» **演習課題**
a) エッセンシャルワークの求人動向に関する文章によると、5月の「介護」の求人割合は昨年比で何%増えましたか。
b) エッセンシャルワークの求人動向に関する文章で、4月以降に仕事検索割合が急増したとされる仕事をすべて挙げてください。
c) エッセンシャルワークの求人動向に関する文章を、最後の文の後から書き進めてください。

» **提示文**
エッセンシャルワーカーの仕事(エッセンシャルワーク)に対する需要の高まりは、就活市場にも影響を及ぼしています。実際にIndeed Japanの調査結果からは、緊急事態宣言が発令された4月にエッセンシャルワークの求人割合や仕事検索割合が大きく増加していることがうかがえます。

エッセンシャルワークのなかでもとくに求人割合が大きく増加したのが「介護」「看護」といった医療・福祉に関わる仕事です。5月には昨年比で「介護」が83.7%、「看護」が71.9%、「薬剤師」が49.5%増えています。

そのほか「ドラッグストア」「トラック運転手」の需要も高まっているようです。ドラッグストアは昨年比で4月には48.5%、5月には63.2%増えています。同じくトラック運転手も、昨年比で4月には14.8%、5月には28.9%増加しています。

仕事探しにおいては「スーパーマーケット」「コンビニ」「配達・デリバリー」に関する仕事検索割合が4月以降急増。昨年比で80%以上も増加しました。

» **データ一覧**
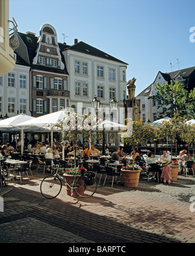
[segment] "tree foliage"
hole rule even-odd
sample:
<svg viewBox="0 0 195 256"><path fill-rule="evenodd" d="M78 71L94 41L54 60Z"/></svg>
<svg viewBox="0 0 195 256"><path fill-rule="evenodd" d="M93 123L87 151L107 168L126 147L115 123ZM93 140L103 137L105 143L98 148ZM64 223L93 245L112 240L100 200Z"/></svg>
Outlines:
<svg viewBox="0 0 195 256"><path fill-rule="evenodd" d="M162 114L172 117L176 112L181 117L194 118L195 117L195 89L190 92L184 88L178 80L170 84L158 83L156 85L157 92L151 98L158 103L157 108L162 107Z"/></svg>

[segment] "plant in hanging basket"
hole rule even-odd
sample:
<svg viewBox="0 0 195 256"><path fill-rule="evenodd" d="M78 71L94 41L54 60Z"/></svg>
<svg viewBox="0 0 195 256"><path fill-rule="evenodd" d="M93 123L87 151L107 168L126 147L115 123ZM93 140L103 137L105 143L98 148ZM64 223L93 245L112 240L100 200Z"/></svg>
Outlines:
<svg viewBox="0 0 195 256"><path fill-rule="evenodd" d="M138 165L136 164L128 164L125 166L122 165L121 169L122 171L124 170L132 170L132 171L135 171L135 170L140 170L142 168Z"/></svg>

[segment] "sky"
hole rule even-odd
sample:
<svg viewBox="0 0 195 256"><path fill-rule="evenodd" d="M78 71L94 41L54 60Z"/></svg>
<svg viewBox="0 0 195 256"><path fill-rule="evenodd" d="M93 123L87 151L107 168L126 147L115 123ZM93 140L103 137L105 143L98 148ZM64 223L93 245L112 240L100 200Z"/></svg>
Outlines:
<svg viewBox="0 0 195 256"><path fill-rule="evenodd" d="M195 66L194 10L194 0L10 0L19 32L38 36L51 24L58 42L77 38L128 63L135 96L159 71Z"/></svg>

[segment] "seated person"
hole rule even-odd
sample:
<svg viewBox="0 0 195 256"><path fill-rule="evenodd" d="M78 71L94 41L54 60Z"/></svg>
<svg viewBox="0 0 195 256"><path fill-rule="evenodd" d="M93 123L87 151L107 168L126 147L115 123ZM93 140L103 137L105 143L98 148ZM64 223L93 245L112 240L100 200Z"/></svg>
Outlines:
<svg viewBox="0 0 195 256"><path fill-rule="evenodd" d="M99 151L98 150L98 149L96 149L95 145L92 144L90 149L90 154L97 154L97 156L99 156Z"/></svg>
<svg viewBox="0 0 195 256"><path fill-rule="evenodd" d="M163 150L163 154L161 156L161 160L166 162L171 162L171 156L167 153L166 150Z"/></svg>
<svg viewBox="0 0 195 256"><path fill-rule="evenodd" d="M86 145L84 147L85 149L83 150L82 156L84 158L89 158L90 154L90 150L88 149L88 145Z"/></svg>
<svg viewBox="0 0 195 256"><path fill-rule="evenodd" d="M118 156L119 152L120 152L120 148L118 147L116 147L115 150L114 150L114 152L113 152L113 153L112 154L112 156L111 156L111 160L112 162L122 161L125 158L125 156L123 156L123 157L120 157Z"/></svg>
<svg viewBox="0 0 195 256"><path fill-rule="evenodd" d="M120 146L120 151L118 155L120 157L127 156L127 154L124 152L124 147L122 146Z"/></svg>
<svg viewBox="0 0 195 256"><path fill-rule="evenodd" d="M72 150L72 147L68 145L64 150L64 156L65 158L68 158L70 155L73 154L74 152L73 150Z"/></svg>

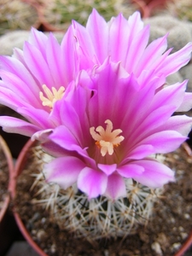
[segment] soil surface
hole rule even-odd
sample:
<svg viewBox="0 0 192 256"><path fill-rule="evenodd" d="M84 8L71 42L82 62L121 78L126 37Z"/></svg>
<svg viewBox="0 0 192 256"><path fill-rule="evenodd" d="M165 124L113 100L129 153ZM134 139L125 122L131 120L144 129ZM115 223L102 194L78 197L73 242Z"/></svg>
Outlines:
<svg viewBox="0 0 192 256"><path fill-rule="evenodd" d="M31 203L35 190L30 192L34 181L30 174L36 170L32 159L18 179L15 201L16 211L34 241L48 255L174 255L192 230L192 156L189 155L186 148L182 146L166 154L166 164L176 172L176 182L165 186L165 192L155 203L148 225L140 226L137 234L130 235L124 240L101 240L90 244L84 239L74 238L67 231L61 231L48 212Z"/></svg>

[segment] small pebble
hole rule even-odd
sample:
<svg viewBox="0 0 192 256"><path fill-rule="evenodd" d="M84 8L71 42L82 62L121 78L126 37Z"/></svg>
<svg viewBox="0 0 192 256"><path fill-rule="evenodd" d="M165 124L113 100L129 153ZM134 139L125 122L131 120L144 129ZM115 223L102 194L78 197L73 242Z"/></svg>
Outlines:
<svg viewBox="0 0 192 256"><path fill-rule="evenodd" d="M189 213L184 213L184 218L189 219L190 218L190 215Z"/></svg>
<svg viewBox="0 0 192 256"><path fill-rule="evenodd" d="M172 252L176 252L176 251L177 251L180 248L180 247L181 247L181 243L180 242L175 242L172 246Z"/></svg>
<svg viewBox="0 0 192 256"><path fill-rule="evenodd" d="M157 255L163 255L163 253L162 253L162 250L161 250L161 247L160 247L160 245L159 242L157 242L157 241L153 242L151 245L151 248L157 253Z"/></svg>

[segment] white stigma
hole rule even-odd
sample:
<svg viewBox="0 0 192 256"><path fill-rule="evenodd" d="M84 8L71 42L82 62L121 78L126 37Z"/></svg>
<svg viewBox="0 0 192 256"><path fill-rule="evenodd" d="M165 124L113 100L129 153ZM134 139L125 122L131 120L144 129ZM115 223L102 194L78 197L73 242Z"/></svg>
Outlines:
<svg viewBox="0 0 192 256"><path fill-rule="evenodd" d="M45 84L44 84L42 87L46 96L44 96L44 93L40 91L40 100L42 101L43 106L47 106L50 108L52 108L54 103L56 101L61 100L65 94L65 88L63 86L61 86L58 90L55 87L52 87L52 91Z"/></svg>
<svg viewBox="0 0 192 256"><path fill-rule="evenodd" d="M109 119L105 121L107 124L106 130L102 126L90 128L90 133L92 138L96 141L96 145L101 148L102 156L105 156L107 153L112 155L114 152L114 147L119 146L120 143L125 139L123 136L119 136L122 130L113 130L113 123Z"/></svg>

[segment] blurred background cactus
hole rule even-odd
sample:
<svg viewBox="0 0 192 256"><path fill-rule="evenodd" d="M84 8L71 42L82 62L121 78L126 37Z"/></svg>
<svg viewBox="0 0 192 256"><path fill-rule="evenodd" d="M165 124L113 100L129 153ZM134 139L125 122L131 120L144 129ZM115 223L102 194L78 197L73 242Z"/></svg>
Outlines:
<svg viewBox="0 0 192 256"><path fill-rule="evenodd" d="M34 7L20 0L0 1L0 35L15 30L29 30L39 25Z"/></svg>
<svg viewBox="0 0 192 256"><path fill-rule="evenodd" d="M41 20L43 24L52 26L52 30L67 28L72 20L85 25L93 8L109 20L120 12L128 18L138 6L124 0L48 0L42 9Z"/></svg>
<svg viewBox="0 0 192 256"><path fill-rule="evenodd" d="M192 21L191 0L172 0L167 3L167 10L180 20Z"/></svg>

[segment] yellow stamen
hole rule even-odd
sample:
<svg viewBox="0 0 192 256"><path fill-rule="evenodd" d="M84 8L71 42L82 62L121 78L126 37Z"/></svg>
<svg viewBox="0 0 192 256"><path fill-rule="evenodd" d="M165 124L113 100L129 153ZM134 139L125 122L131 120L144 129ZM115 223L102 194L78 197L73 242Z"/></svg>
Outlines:
<svg viewBox="0 0 192 256"><path fill-rule="evenodd" d="M96 145L101 149L101 154L105 156L107 153L112 155L114 151L114 147L119 146L120 143L125 139L123 136L119 136L122 130L113 130L113 123L109 119L105 121L107 124L106 130L102 126L90 128L90 133L92 138L96 141Z"/></svg>
<svg viewBox="0 0 192 256"><path fill-rule="evenodd" d="M52 108L54 103L56 101L61 100L65 94L65 88L63 86L61 86L58 90L56 90L55 87L52 87L52 91L45 84L44 84L42 87L46 96L44 96L44 93L40 91L40 100L42 101L43 106L47 106L50 108Z"/></svg>

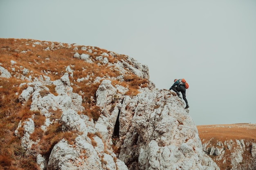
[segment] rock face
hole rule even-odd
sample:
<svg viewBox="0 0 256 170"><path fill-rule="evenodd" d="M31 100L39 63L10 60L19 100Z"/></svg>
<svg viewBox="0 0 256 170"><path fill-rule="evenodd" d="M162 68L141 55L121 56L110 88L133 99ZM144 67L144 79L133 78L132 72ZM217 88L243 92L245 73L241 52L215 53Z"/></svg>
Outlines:
<svg viewBox="0 0 256 170"><path fill-rule="evenodd" d="M198 129L203 150L221 169L256 169L255 135L250 134L255 134L256 124L204 125Z"/></svg>
<svg viewBox="0 0 256 170"><path fill-rule="evenodd" d="M49 109L61 109L62 130L76 131L81 135L74 144L63 139L54 146L45 163L47 169L219 169L203 151L196 127L182 101L170 91L146 88L131 98L119 93L110 81L103 80L96 92L102 114L94 123L78 114L83 109L81 99L72 94L68 74L52 82L59 95L49 92L42 97L39 92L47 90L44 84L49 83L28 83L19 97L20 102L31 96L31 109L48 117ZM117 122L119 130L115 132ZM29 139L26 136L33 132L33 126L29 126L33 120L26 122L27 133L23 138ZM91 139L88 132L94 134ZM114 136L118 137L116 144ZM31 148L29 139L22 141L25 148ZM117 156L113 144L121 148Z"/></svg>
<svg viewBox="0 0 256 170"><path fill-rule="evenodd" d="M42 44L34 43L33 47ZM40 49L49 52L64 48L63 44L56 47L56 44L49 46L48 43L44 44L47 46ZM155 89L149 80L147 66L127 56L117 59L112 52L101 51L97 54L94 47L82 47L81 49L85 54L79 54L76 51L80 47L76 46L72 50L72 57L81 60L85 67L76 71L75 66L66 65L54 81L51 80L52 76L58 74L53 71L56 70L41 70L42 75L33 77L33 70L24 70L24 67L16 65L18 63L11 62L9 66L13 72L22 68L18 73L12 74L28 81L20 85L25 89L17 94L18 99L22 105L31 102L28 105L30 111L35 113L20 120L15 134L22 136L19 136L22 147L36 158L41 169L219 169L203 151L196 127L184 109L182 101L169 90ZM97 56L93 57L92 54ZM40 64L36 60L41 57L31 61ZM40 63L51 60L47 57ZM96 70L87 70L94 62L97 63L95 67L108 67L108 72L118 74L112 77L109 72L102 77L90 77L97 73ZM9 77L5 70L0 69L2 76ZM81 76L76 77L78 75ZM132 85L113 83L125 80L129 83L135 78L139 93L134 95L126 94ZM147 79L147 86L141 85L145 81L139 81L143 79ZM80 88L79 84L74 85L79 80L79 82L87 81L88 88L93 84L97 85L96 92L83 98L82 94L90 90L82 89L74 92L75 88ZM97 119L90 116L94 109L96 111L93 114L99 113ZM61 116L57 117L58 112ZM38 121L40 116L45 118L41 119L43 122ZM56 126L48 129L52 124ZM56 136L54 139L59 139L49 142L45 139L48 137L48 137L51 133ZM35 134L43 135L40 138L31 137ZM44 142L46 144L41 144ZM49 153L40 150L45 145L50 145Z"/></svg>

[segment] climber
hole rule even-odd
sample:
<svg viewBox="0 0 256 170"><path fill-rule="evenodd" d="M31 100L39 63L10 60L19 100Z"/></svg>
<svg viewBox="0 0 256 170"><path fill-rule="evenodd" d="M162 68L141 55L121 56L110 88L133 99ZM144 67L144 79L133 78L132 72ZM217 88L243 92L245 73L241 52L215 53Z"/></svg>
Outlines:
<svg viewBox="0 0 256 170"><path fill-rule="evenodd" d="M181 79L180 80L181 80ZM183 100L186 102L186 106L185 109L187 109L189 107L188 103L188 100L186 98L186 88L185 88L184 83L182 83L180 80L175 79L174 80L174 83L170 88L170 90L172 89L176 92L178 96L180 98L181 98L181 97L180 96L180 94L179 92L181 92Z"/></svg>

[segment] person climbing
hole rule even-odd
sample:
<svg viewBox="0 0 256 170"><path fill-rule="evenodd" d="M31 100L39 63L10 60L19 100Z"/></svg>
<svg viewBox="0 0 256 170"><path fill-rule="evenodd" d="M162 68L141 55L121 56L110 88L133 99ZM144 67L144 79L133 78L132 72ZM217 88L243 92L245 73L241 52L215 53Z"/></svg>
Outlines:
<svg viewBox="0 0 256 170"><path fill-rule="evenodd" d="M185 88L185 83L182 82L182 79L175 79L174 80L174 83L170 88L170 90L173 90L177 94L178 96L180 98L180 92L181 92L181 94L182 94L182 98L183 100L186 102L186 107L185 109L187 109L189 107L189 104L188 103L188 100L186 98L186 88Z"/></svg>

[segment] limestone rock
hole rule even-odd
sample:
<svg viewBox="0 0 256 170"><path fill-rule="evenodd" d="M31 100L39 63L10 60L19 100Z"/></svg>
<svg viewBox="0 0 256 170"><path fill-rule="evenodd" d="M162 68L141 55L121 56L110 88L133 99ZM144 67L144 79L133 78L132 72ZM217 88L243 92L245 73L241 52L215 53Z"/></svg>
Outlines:
<svg viewBox="0 0 256 170"><path fill-rule="evenodd" d="M96 105L103 108L111 102L112 96L117 93L117 89L111 84L111 81L104 80L96 91Z"/></svg>
<svg viewBox="0 0 256 170"><path fill-rule="evenodd" d="M9 78L11 77L11 73L7 69L2 66L0 66L0 77Z"/></svg>
<svg viewBox="0 0 256 170"><path fill-rule="evenodd" d="M139 170L219 169L202 151L183 104L169 91L144 92L128 103L126 111L134 115L119 156L126 164Z"/></svg>

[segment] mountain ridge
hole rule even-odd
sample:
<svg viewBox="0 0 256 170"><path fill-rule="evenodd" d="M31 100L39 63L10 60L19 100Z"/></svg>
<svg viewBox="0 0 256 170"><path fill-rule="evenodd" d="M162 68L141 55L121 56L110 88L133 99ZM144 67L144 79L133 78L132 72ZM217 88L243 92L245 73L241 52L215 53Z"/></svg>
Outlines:
<svg viewBox="0 0 256 170"><path fill-rule="evenodd" d="M0 44L0 168L219 169L146 65L97 47Z"/></svg>

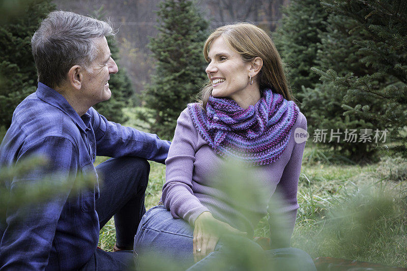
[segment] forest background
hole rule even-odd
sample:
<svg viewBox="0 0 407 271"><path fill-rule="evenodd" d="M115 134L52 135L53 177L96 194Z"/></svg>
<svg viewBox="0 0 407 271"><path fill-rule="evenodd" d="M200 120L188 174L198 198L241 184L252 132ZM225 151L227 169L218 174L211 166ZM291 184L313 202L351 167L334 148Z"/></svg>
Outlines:
<svg viewBox="0 0 407 271"><path fill-rule="evenodd" d="M119 28L117 41L109 42L120 72L110 80L112 98L96 108L109 119L168 139L180 112L205 82L201 48L210 30L236 21L259 25L270 33L281 54L308 124L293 246L314 257L407 267L407 3L21 0L0 4L3 135L15 106L35 91L30 40L41 18L54 9L110 18ZM106 159L99 158L97 163ZM165 166L152 163L151 167L148 208L159 199L165 182ZM3 170L0 180L27 170ZM35 197L41 195L40 191ZM260 221L257 236L268 236L268 218ZM104 249L114 244L113 225L112 221L101 231L99 245Z"/></svg>

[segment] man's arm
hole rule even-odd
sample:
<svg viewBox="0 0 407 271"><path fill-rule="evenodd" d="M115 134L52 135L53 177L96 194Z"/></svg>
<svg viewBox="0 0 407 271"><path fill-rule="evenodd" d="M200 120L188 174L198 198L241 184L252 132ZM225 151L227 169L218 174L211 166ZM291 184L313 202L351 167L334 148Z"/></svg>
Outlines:
<svg viewBox="0 0 407 271"><path fill-rule="evenodd" d="M107 121L91 107L88 111L96 140L97 155L136 156L164 163L170 142L153 134Z"/></svg>
<svg viewBox="0 0 407 271"><path fill-rule="evenodd" d="M77 151L66 138L50 136L22 149L16 163L33 155L45 156L48 166L41 167L14 179L10 195L19 187L41 184L45 177L60 185L70 172L75 175ZM48 257L55 229L69 191L61 191L45 202L7 210L6 228L0 245L0 270L43 270Z"/></svg>

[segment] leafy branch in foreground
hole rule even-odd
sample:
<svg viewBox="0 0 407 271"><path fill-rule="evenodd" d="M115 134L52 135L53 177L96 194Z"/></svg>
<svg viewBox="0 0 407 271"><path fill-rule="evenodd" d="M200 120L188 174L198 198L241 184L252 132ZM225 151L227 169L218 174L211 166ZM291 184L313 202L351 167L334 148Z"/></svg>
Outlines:
<svg viewBox="0 0 407 271"><path fill-rule="evenodd" d="M13 167L2 168L0 170L0 217L5 217L8 209L14 209L31 204L46 202L59 194L70 191L74 195L83 188L93 187L96 179L91 174L79 177L70 176L61 181L55 181L54 177L45 176L36 184L18 186L11 195L6 188L11 185L11 180L23 176L40 167L45 166L46 159L35 157L25 160Z"/></svg>

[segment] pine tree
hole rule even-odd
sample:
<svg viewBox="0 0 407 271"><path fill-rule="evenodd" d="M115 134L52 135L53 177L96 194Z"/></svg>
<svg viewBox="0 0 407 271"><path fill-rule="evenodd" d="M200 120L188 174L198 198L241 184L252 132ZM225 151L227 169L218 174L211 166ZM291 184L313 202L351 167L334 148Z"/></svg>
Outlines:
<svg viewBox="0 0 407 271"><path fill-rule="evenodd" d="M357 22L365 34L353 42L362 56L357 63L365 70L360 74L326 73L323 78L346 91L342 108L347 116L356 115L388 129L398 142L392 148L407 157L407 3L324 0L323 4Z"/></svg>
<svg viewBox="0 0 407 271"><path fill-rule="evenodd" d="M311 71L315 66L319 33L324 32L328 13L319 0L293 0L283 9L281 25L274 35L277 49L287 65L295 94L302 86L313 87L318 76ZM302 101L302 96L296 95Z"/></svg>
<svg viewBox="0 0 407 271"><path fill-rule="evenodd" d="M103 6L94 11L92 15L99 20L105 17ZM126 69L119 64L120 61L119 48L116 45L115 39L108 37L107 44L111 56L119 66L119 72L112 75L109 80L109 87L111 91L110 99L95 105L94 107L108 120L123 123L127 120L123 114L123 109L134 104L134 92Z"/></svg>
<svg viewBox="0 0 407 271"><path fill-rule="evenodd" d="M304 88L303 105L307 109L308 131L316 135L324 130L327 139L323 145L333 146L340 150L343 155L355 161L368 161L373 158L377 150L374 140L369 142L360 140L363 129L381 129L382 126L374 120L363 119L355 114L344 116L346 111L342 108L343 97L346 89L338 87L332 80L327 79L328 74L343 75L349 73L354 75L371 74L372 71L359 59L363 57L360 47L355 43L367 35L355 20L335 13L331 13L327 20L325 32L319 35L321 44L317 53L317 69L313 69L321 76L321 83L316 84L313 88ZM384 78L377 78L377 84L384 81ZM361 103L370 104L376 112L381 112L382 106L374 99L366 97L354 97L353 104ZM339 129L339 131L338 131ZM347 130L346 130L347 129ZM345 133L356 130L356 142ZM335 134L338 132L340 134ZM339 135L337 138L331 135ZM371 136L371 138L372 136ZM314 139L314 141L317 141ZM329 142L331 141L331 142Z"/></svg>
<svg viewBox="0 0 407 271"><path fill-rule="evenodd" d="M51 0L26 1L20 13L0 25L0 126L8 128L17 105L37 88L37 70L31 37L47 14L55 9Z"/></svg>
<svg viewBox="0 0 407 271"><path fill-rule="evenodd" d="M202 48L208 23L193 1L164 0L158 7L159 34L149 45L157 64L143 96L149 113L142 116L152 132L170 139L180 113L207 79Z"/></svg>

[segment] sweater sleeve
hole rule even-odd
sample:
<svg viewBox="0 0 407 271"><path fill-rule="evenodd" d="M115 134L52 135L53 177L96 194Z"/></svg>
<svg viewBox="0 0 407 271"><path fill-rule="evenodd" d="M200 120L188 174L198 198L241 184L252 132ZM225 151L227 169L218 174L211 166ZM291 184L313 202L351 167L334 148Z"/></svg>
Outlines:
<svg viewBox="0 0 407 271"><path fill-rule="evenodd" d="M198 133L188 110L185 109L178 118L165 160L166 181L162 199L173 218L182 218L193 225L199 215L209 210L194 195L192 176Z"/></svg>
<svg viewBox="0 0 407 271"><path fill-rule="evenodd" d="M270 243L272 248L289 246L297 217L297 210L299 207L297 200L297 192L305 141L298 143L295 142L293 138L294 132L298 128L307 130L307 119L302 113L299 114L293 129L290 140L294 142L294 147L290 159L284 167L280 182L268 207L270 214L269 222Z"/></svg>

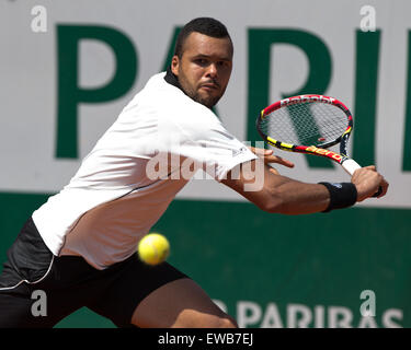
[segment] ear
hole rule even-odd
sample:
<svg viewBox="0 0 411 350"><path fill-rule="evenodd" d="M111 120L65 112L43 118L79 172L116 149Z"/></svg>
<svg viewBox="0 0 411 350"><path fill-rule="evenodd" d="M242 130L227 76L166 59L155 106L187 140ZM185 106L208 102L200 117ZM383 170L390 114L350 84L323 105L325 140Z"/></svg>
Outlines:
<svg viewBox="0 0 411 350"><path fill-rule="evenodd" d="M173 56L171 59L171 71L174 75L179 75L180 59L179 56Z"/></svg>

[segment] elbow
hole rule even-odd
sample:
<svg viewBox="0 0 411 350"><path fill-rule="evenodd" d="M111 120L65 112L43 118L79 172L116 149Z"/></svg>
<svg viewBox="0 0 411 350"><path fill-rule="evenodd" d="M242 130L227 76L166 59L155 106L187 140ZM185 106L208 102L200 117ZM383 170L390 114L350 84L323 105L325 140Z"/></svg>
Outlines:
<svg viewBox="0 0 411 350"><path fill-rule="evenodd" d="M286 203L278 194L270 192L267 199L264 200L263 205L259 207L269 213L286 213L285 205Z"/></svg>

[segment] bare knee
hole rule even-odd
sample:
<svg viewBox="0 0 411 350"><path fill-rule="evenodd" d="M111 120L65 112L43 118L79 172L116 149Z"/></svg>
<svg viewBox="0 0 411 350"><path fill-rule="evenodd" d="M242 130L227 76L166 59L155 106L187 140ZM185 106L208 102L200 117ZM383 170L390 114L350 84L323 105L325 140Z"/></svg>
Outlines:
<svg viewBox="0 0 411 350"><path fill-rule="evenodd" d="M238 328L237 322L229 315L197 314L191 311L182 313L172 327L175 328Z"/></svg>

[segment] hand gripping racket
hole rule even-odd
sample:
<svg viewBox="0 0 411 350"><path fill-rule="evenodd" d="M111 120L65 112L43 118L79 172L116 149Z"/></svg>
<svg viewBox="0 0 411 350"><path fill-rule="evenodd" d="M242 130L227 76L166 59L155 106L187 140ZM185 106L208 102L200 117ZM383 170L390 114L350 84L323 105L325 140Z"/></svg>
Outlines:
<svg viewBox="0 0 411 350"><path fill-rule="evenodd" d="M256 119L264 141L281 150L313 154L339 163L351 176L358 163L347 155L353 116L339 100L322 95L284 98L264 108ZM340 153L328 150L340 143ZM379 187L380 195L383 188Z"/></svg>

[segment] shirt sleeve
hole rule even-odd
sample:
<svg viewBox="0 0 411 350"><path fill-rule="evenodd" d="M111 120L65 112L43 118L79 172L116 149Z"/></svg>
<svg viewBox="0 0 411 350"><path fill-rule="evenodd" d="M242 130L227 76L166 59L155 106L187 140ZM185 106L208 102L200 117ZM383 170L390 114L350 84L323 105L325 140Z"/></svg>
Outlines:
<svg viewBox="0 0 411 350"><path fill-rule="evenodd" d="M192 161L218 182L237 165L258 158L227 131L210 109L196 105L193 110L169 119L162 128L162 133L168 132L163 139L169 140L171 153Z"/></svg>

» **解答一覧**
a) 83.7%

b) スーパーマーケット、コンビニ、配達・デリバリー

c)
新型コロナウイルス感染症の影響によりエッセンシャルワーカーに対する需要が増しているといえるでしょう。

まとめ:アフターコロナでも、エッセンシャルワーカーは重要な存在に

わたしたちの暮らしに欠かせない仕事に従事しているにもかかわらず、なかなか注目されてこなかったエッセンシャルワーカー。しかし、新型コロナウイルス感染症による影響がきっかけとなり、人々の認識が変わりました。

「アフターコロナ」「ウィズコロナ」の日本では、いままで意識してこなかった食料自給率をはじめ生活必需品の国内製造に対する関心と危機意識がより一層高まっていくでしょう。それはつまり、一次産業や製造・物流業に従事するエッセンシャルワーカーの存在感が今後も強くなっていくことにつながります。

事実、データが示す通りエッセンシャルワークの求人割合や仕事検索割合は、緊急事態宣言以降に増加しています。以前と比べて仕事の需要と供給は大きく変わってきているのです。

これからの就職活動においても、エッセンシャルワーカーは注目の職種といえるでしょう。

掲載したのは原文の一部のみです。